**Instruction:** Print each of the entries exactly, leaving nothing out.

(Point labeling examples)
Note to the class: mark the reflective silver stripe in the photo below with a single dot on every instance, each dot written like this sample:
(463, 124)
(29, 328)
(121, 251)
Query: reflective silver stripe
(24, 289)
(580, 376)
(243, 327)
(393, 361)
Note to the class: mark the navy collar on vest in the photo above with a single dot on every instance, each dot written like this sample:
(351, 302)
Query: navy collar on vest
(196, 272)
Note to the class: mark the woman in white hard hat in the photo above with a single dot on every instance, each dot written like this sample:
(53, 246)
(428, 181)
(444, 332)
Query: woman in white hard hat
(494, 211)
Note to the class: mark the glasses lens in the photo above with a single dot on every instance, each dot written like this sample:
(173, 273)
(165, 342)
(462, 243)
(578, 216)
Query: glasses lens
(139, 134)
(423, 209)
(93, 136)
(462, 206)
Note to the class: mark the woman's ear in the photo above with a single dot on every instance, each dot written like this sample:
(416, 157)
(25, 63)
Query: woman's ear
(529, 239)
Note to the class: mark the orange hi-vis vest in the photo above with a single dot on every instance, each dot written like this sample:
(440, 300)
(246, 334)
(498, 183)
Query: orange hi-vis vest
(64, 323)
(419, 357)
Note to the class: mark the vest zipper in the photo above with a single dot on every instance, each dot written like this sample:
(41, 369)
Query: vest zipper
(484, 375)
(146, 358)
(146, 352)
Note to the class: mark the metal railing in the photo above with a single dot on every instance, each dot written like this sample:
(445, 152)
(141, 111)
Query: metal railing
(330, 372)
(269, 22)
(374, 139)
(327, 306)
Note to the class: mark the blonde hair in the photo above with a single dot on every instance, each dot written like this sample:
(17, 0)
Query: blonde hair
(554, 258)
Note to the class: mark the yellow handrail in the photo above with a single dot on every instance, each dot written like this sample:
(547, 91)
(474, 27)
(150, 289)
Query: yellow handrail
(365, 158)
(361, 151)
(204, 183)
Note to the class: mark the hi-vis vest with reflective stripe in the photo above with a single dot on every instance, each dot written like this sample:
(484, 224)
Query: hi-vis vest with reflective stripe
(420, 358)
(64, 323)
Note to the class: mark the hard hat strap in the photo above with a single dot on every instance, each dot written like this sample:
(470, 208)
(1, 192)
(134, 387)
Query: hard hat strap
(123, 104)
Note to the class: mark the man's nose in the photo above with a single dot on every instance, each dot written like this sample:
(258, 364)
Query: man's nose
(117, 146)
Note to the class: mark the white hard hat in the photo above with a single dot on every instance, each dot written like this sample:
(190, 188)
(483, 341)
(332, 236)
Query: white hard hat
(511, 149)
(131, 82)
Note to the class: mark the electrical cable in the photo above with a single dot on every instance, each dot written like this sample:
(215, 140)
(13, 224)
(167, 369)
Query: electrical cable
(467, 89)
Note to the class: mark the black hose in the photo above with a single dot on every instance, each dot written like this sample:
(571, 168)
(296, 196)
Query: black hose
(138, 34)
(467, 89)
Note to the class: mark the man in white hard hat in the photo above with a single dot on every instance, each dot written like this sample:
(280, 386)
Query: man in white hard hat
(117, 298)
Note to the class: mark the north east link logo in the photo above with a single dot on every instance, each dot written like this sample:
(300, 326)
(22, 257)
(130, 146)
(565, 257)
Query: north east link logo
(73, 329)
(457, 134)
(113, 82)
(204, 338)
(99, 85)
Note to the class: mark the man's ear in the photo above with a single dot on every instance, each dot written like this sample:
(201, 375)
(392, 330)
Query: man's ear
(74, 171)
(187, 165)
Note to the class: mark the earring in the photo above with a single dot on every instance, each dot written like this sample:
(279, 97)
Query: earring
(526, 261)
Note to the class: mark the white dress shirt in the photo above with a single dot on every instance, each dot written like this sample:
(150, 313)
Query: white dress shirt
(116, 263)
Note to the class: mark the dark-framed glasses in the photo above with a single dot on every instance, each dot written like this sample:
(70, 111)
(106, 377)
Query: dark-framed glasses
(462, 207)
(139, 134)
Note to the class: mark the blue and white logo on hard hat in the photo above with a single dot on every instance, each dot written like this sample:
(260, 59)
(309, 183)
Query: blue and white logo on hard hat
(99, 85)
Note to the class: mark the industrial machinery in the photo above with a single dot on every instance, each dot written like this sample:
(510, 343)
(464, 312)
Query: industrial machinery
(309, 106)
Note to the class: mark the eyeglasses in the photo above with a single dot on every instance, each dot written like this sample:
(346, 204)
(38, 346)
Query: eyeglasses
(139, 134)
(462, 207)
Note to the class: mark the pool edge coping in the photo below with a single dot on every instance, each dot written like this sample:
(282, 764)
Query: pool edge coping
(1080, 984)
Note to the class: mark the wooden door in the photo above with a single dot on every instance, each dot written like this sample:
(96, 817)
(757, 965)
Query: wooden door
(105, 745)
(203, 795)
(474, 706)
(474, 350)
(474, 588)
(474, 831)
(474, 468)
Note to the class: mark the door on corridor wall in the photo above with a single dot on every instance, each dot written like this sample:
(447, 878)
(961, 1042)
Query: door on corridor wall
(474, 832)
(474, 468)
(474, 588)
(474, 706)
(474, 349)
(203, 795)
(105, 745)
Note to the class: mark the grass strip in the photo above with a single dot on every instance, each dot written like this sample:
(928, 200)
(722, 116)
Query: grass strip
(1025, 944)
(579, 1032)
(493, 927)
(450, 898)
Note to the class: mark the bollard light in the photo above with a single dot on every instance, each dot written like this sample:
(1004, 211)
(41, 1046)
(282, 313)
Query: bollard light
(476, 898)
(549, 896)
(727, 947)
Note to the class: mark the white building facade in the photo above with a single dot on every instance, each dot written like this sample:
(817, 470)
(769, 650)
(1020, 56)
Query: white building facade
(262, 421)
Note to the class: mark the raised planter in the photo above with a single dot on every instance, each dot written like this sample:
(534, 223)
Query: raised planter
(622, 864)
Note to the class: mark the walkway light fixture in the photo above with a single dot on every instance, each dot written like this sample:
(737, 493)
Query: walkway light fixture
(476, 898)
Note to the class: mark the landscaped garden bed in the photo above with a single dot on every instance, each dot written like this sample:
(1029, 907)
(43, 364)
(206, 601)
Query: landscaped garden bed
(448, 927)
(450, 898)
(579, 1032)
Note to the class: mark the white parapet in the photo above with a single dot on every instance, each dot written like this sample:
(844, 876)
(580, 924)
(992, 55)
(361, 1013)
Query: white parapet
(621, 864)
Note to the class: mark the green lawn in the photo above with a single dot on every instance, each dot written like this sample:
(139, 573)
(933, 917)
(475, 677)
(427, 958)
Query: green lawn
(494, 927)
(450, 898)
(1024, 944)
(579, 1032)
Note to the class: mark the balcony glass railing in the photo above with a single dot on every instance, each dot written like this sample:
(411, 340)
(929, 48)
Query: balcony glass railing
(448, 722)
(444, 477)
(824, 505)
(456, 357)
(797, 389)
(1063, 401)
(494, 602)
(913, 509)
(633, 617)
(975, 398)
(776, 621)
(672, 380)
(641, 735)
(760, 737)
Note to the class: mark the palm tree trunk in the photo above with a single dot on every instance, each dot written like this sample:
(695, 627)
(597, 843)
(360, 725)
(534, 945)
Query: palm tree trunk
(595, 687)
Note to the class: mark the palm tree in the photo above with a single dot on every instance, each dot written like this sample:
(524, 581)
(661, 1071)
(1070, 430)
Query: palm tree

**Completed exercise:**
Note to the class: mark the reflective silver stripe in the photo below with a single dot on every instance, each dot written like this sample:
(463, 124)
(29, 328)
(121, 251)
Query: reflective silver stripe
(24, 289)
(580, 376)
(243, 327)
(393, 361)
Note to the class: mark the navy collar on vest in the photo above with a single dot on every instance, each dot written like this sample:
(351, 302)
Query: navy collar on vest
(196, 272)
Note to the class: mark the woman in white hard hat in the photo above with a single dot on every instance, each dot written like this sample:
(53, 246)
(428, 181)
(444, 332)
Query: woman in white hard hat
(494, 211)
Note to the class: mark the glasses lens in the photo above with a single dot on every instance, each dot written like this sample:
(173, 273)
(165, 342)
(462, 243)
(578, 216)
Query: glasses lens
(139, 134)
(423, 209)
(93, 136)
(462, 206)
Note to the class: mark the woman's ear in the photo above with a single dot on every instance, each dot written like this sample:
(416, 157)
(25, 63)
Query: woman's ear
(529, 239)
Note to the class: mark the orange hi-vis vest in the photo above with a single dot on every instance, each dot written like this sample:
(440, 300)
(246, 334)
(498, 183)
Query: orange hi-vis vest
(64, 323)
(419, 357)
Note to the class: mark the vest zipper in the photo above with a single dot on every instance, each dot written like this sample:
(41, 369)
Query: vest zipper
(484, 375)
(146, 358)
(146, 352)
Note to the class: mark the metal railing in the photo above with a single dot on every instance, each dot written like this sample:
(445, 152)
(141, 111)
Query: metal railing
(330, 372)
(269, 22)
(374, 139)
(327, 306)
Note to the class: mark the blonde hair in the photo above with a single dot on every instance, each dot written like this sample:
(17, 0)
Query: blonde hair
(554, 258)
Note to the class: mark the yellow handrail in the photo above with a single dot on every instance, each dot written like this sample:
(547, 91)
(474, 27)
(150, 289)
Query: yellow handrail
(365, 158)
(361, 151)
(204, 183)
Note to the class: mark the hi-vis vest with reflective stripe in the photo above with a single dot on every instance, each dot written like this sample:
(484, 224)
Query: hi-vis vest with reflective stripe
(420, 358)
(64, 323)
Note to the class: mark the hard hat strap in the photo above with a single dot on every instance, each dot written like this sample:
(470, 208)
(1, 192)
(134, 387)
Query: hard hat strap
(123, 104)
Note to the class: mark the man's nose in the photo above with a single dot on every instance, each dot written like this sample:
(258, 364)
Query: man's nose
(117, 146)
Note to the class: mark the white hard hat in the photo above with a single dot on every instance, each dot written like this sample:
(190, 188)
(483, 341)
(332, 236)
Query: white hard hat
(511, 149)
(131, 82)
Note to the class: mark the electrical cable in the photo above with a single dot on every instance, each dot written like this sample:
(215, 140)
(13, 224)
(167, 369)
Query: electrical cable
(467, 89)
Note to the class: mark the black hose in the photo above with a single dot on every instance, each dot written like this sample:
(571, 168)
(296, 196)
Query: black hose
(138, 34)
(467, 89)
Note to the class: mark the man in white hard hat in the photo above with a single dot on every instance, each dot written like this sample:
(280, 386)
Query: man in white hard hat
(117, 298)
Note to the class: mark the north east link logo in the photo above with a single dot on every instance, each dot written like this sample:
(300, 326)
(22, 257)
(130, 146)
(565, 257)
Query: north east link logo
(73, 329)
(457, 134)
(113, 82)
(204, 338)
(99, 85)
Note to the class: mark the man's ear in the photo above with a single dot on every instance, each dot written like this sample:
(201, 375)
(392, 330)
Query: man's ear
(74, 171)
(187, 165)
Note to the class: mark the earring in the photo above with a single dot on every instance, each dot written like this sample:
(279, 97)
Query: earring
(526, 261)
Note to the class: mark the white dress shirt in the photo above with a single dot on every instance, each dot written like this sample:
(150, 313)
Query: white dress shirt
(116, 263)
Note to the class: mark the dark-framed glasses in the photo above with a single dot on every instance, each dot written like this sample:
(70, 111)
(106, 377)
Query: dark-framed glasses
(462, 207)
(139, 134)
Note to the class: mark the blue and white logo on hard hat in the photo above with a single dot on every instance, each dot written like this sample:
(260, 59)
(309, 183)
Query: blue and white logo on hard hat
(99, 85)
Note to the class: mark the industrial machinery in the photo above with a single dot on every instance, each dot written like this sample:
(510, 343)
(464, 312)
Query: industrial machinery
(309, 106)
Note to the class: mark the eyeglasses in the photo above with a single dot on every instance, each dot written like this sample:
(346, 204)
(38, 346)
Query: eyeglasses
(139, 134)
(462, 207)
Note to the class: mark the pool edge coping in the photo below with a single dot on every instance, each dot written like this sample:
(282, 764)
Query: pool edge coping
(1080, 984)
Note to the class: mark the wooden door in the photo above with a single dot on every instance, each dot written like this sample:
(96, 817)
(757, 965)
Query: wooden door
(105, 745)
(203, 795)
(474, 706)
(474, 350)
(474, 588)
(474, 831)
(474, 468)
Note to the class: mark the door on corridor wall in the photo above with a single dot on every instance, each dot written like this sample:
(447, 878)
(961, 1042)
Query: door on corridor wall
(474, 832)
(474, 468)
(474, 588)
(474, 706)
(474, 349)
(203, 795)
(105, 745)
Note to the class: mark the grass strip in the photo above with a single dot on every instance, each dot written like this sample:
(928, 200)
(722, 116)
Query: grass strip
(1025, 944)
(579, 1032)
(493, 927)
(450, 898)
Note to the class: mark the bollard light in the photo above with a single dot on every instance, each dot written like this sample:
(1004, 211)
(41, 1046)
(282, 313)
Query: bollard light
(476, 898)
(549, 896)
(727, 947)
Note to the class: mark the white building facade in the photo above with a single dot on every instance, each dot written like this sample:
(817, 470)
(769, 650)
(1020, 56)
Query: white building facade
(262, 421)
Note to the class: mark the raised planter in the photo above with a single dot on every instance, each dot written like this sample:
(534, 223)
Query: raised planter
(622, 864)
Note to the class: mark the walkway light fixture in the photo above with a single dot on every instance, each dot written like this sample:
(737, 493)
Query: walkway light fixture
(476, 898)
Note to the class: mark the landscaped garden bed in the photo above with a single dot on every instance, each dot written like this sample:
(1029, 907)
(43, 364)
(206, 601)
Query: landscaped garden bed
(448, 927)
(450, 898)
(579, 1032)
Note to the class: mark the white parapet in the photo above with a single dot on every instance, each dot written like this sample:
(844, 876)
(580, 924)
(992, 55)
(361, 1013)
Query: white parapet
(621, 864)
Note to the class: mark the green lawn in the photo above with a single dot on every instance, each dot written like this sample:
(139, 573)
(933, 917)
(475, 677)
(427, 958)
Query: green lawn
(494, 927)
(450, 898)
(1024, 944)
(579, 1032)
Note to the class: mark the balcony glass railing in the photo above with a single dot on every instance, each dot written like this sample:
(411, 340)
(929, 48)
Query: balcony glass railing
(448, 722)
(444, 477)
(824, 505)
(456, 357)
(797, 389)
(1063, 401)
(494, 602)
(913, 509)
(633, 617)
(975, 398)
(776, 621)
(672, 380)
(641, 735)
(760, 737)
Note to the class: mark the palm tree trunk in the photo above with a single dot on every instance, each dot written like this sample:
(695, 627)
(597, 843)
(360, 725)
(534, 945)
Query: palm tree trunk
(595, 687)
Note to the class: mark the palm tree in the photo above with a single dot on every instance, each dot written like this sample:
(524, 581)
(661, 1071)
(1070, 430)
Query: palm tree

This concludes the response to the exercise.